━━━ ARTÍCULO ━━━

La izquierda asesinaba impunemente, a carcajadas y muchas veces por la espalda, a los jóvenes falangistas para luego ya caídos, ultrajar sus cuerpos inertes orinándose en ellos, en obediencia ciega a los amos soviéticos que se esforzaban por doblegar a España para tragársela e incorporarla a su tiranía. Por ello, llegó el momento de la defensa legítima contra tales crímenes, contra tales odios, contra tales insultos.
Por otro lado, repudiaba la Falange el sistema capitalista que se desentiende de las necesidades del pueblo, deshumaniza la propiedad privada y aglomera a los trabajadores en masas propicias a la miseria. Censuraba a los partidos por fragmentar, por ir contra el sentido de unidad. Concebía a España en lo económico como un gigantesco sindicato de productores.
Cabe señalar que tampoco era monárquico, pues consideraba que la grandeza de la Monarquía, la imperial, había concluido con Felipe II, y la otra ya no respondía a los nuevos tiempos que exigían por la penuria moral y material de España, el heroísmo de Falange Española, una «revolución de lo eterno» que es lo contrario de la otra revolución, la de los neopaganos, liberales o marxistas.
Su sentido espiritual y nacional, hizo que también repudiara el marxismo que descarriaba a las clases laboriosas. Fue amigo de los obreros, de los pobres, de los campesinos. Indalecio Prieto del Partido Socialista, encomiaba en su tiempo la personalidad de José Antonio.
Unamuno quien conoció y escuchó la palabra de José Antonio, dijo de él: «uno de los cerebros más privilegiados de Europa», a raíz de su asesinato por los comunistas españoles en Alicante, el 20 de noviembre de 1936, en los albores de la guerra civil. Diego Abad de Santillana, anarquista: «patriotas como él no son un peligro, ni siquiera en las filas enemigas».
Contemplaba, sentía y le dolía una España injusta, pobre, escuálida. «Amamos a España porque no nos gusta» había dicho Unamuno. Su plan agrario era más radical que el del Partido Comunista Español. Defendía la tendencia a la nacionalización de los servicios del crédito para proteger de los abusos del gran capital financiero a la propiedad privada como medio lícito para cumplir fines individuales, familiares y sociales –propiedades comunales frente a latifundios desperdiciados y minifundios antieconómicos–.
Brillaba él como estrella en medio de una desoladora mediocridad política: no quería ver a partir del primer tercio del siglo xx, una prolongación del xix, como de hecho sucedió a la postre por su ausencia, por su muerte en la flor de la vida, a los 33 años. Atisbaba una España nueva, alegre, y que sólo los genios configuran en una síntesis de tradición y cambio. Estuvo siempre en búsqueda de la fórmula política idónea y original, apropiándose de lo valioso de cada sistema y descartando lo falso de cada uno.

━━━

Transcribe del artículo sobre José Antonio todo el pasaje que va desde "Su sentido espiritual" hasta "de José Antonio.".

━━━ ENTRADAS PROPORCIONADAS ━━━

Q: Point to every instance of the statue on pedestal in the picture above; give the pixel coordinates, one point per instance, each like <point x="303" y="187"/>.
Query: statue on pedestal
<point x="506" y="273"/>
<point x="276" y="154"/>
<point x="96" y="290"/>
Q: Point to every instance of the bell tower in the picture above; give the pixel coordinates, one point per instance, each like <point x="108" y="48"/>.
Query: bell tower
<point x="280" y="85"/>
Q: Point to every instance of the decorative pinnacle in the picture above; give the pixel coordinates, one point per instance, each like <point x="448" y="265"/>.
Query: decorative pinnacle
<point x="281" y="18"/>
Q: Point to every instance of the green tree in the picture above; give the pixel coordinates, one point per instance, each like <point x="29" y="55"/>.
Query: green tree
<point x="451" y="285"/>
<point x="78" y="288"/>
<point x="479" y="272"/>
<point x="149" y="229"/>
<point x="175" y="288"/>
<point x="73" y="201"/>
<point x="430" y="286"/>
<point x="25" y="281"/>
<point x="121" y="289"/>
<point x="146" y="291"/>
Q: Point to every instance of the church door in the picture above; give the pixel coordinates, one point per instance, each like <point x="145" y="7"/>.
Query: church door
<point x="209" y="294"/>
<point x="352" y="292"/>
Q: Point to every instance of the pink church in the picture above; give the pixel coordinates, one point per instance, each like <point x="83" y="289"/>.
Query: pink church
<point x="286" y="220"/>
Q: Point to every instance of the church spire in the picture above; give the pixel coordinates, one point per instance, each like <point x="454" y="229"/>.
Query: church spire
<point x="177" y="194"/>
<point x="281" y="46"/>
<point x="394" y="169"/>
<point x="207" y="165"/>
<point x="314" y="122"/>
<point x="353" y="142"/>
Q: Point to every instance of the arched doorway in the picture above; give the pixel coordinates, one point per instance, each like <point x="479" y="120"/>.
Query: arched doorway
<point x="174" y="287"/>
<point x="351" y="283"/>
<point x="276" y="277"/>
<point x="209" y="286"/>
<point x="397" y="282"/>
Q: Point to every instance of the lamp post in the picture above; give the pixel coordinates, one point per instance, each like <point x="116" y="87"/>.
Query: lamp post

━━━

[RESPUESTA COMPLETA]
Su sentido espiritual y nacional, hizo que también repudiara el marxismo que descarriaba a las clases laboriosas. Fue amigo de los obreros, de los pobres, de los campesinos. Indalecio Prieto del Partido Socialista, encomiaba en su tiempo la personalidad de José Antonio.